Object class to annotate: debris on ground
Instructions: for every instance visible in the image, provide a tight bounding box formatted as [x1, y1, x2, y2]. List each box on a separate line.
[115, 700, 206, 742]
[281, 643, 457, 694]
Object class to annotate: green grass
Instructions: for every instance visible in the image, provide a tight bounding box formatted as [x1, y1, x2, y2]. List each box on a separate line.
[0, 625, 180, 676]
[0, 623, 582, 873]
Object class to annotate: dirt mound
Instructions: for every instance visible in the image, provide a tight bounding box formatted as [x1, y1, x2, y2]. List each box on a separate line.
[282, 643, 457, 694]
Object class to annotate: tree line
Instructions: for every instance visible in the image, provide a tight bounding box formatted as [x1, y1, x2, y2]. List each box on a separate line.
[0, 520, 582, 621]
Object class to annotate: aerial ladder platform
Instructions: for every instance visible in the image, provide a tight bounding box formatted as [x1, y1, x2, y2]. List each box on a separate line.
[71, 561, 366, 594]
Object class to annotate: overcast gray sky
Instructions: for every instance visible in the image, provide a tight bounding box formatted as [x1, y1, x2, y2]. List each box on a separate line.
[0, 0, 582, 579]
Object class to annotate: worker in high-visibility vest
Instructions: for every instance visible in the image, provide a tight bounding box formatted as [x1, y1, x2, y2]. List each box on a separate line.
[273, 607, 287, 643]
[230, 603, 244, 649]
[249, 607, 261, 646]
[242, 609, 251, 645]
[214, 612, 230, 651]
********************
**What is asked:** Reproduce the data above verbatim, preserving every line and its order.

**Answer to this exercise:**
Object class to annotate: debris on ground
Instructions: for every instance visible in the image, provide a tight bounding box formatted as [x1, y1, x2, y2]. List each box on a separate line.
[115, 700, 206, 742]
[281, 643, 457, 694]
Object class to annotate: green grass
Instructions: for every instance visible in the image, provide a tight bounding box formatted as [x1, y1, x2, y2]. List each box on a separate line.
[0, 625, 180, 676]
[0, 623, 582, 873]
Object class to annotate: dirt mound
Instructions: for every instance visible in the image, provide a tight bounding box formatted as [x1, y1, x2, y2]. List each box on a separate line.
[282, 643, 457, 694]
Object class to annotate: tree line
Instructions: for every instance visible in the image, provide a tight bounding box formatted as [x1, y1, x2, y2]. List each box on a separate line.
[0, 520, 582, 621]
Object class to annotate: aerial ladder platform
Instructions: for every instance visible in the image, provide a tight bounding box formatted as [x1, y1, x2, y2]. List each box on a separate line.
[71, 561, 366, 594]
Object class to annotate: overcast gray sky
Instructions: for every instance visible in the image, provide a tight bounding box formatted as [x1, y1, x2, y2]. List each box on a separate line.
[0, 0, 582, 579]
Object class to annotate: worker in high-visibility vest
Instructions: for every instance visible in the image, provide a tight bounding box formatted as [x1, y1, x2, y2]. List each box on a separate line.
[273, 607, 287, 643]
[230, 603, 244, 649]
[249, 607, 261, 646]
[242, 609, 251, 645]
[214, 612, 230, 651]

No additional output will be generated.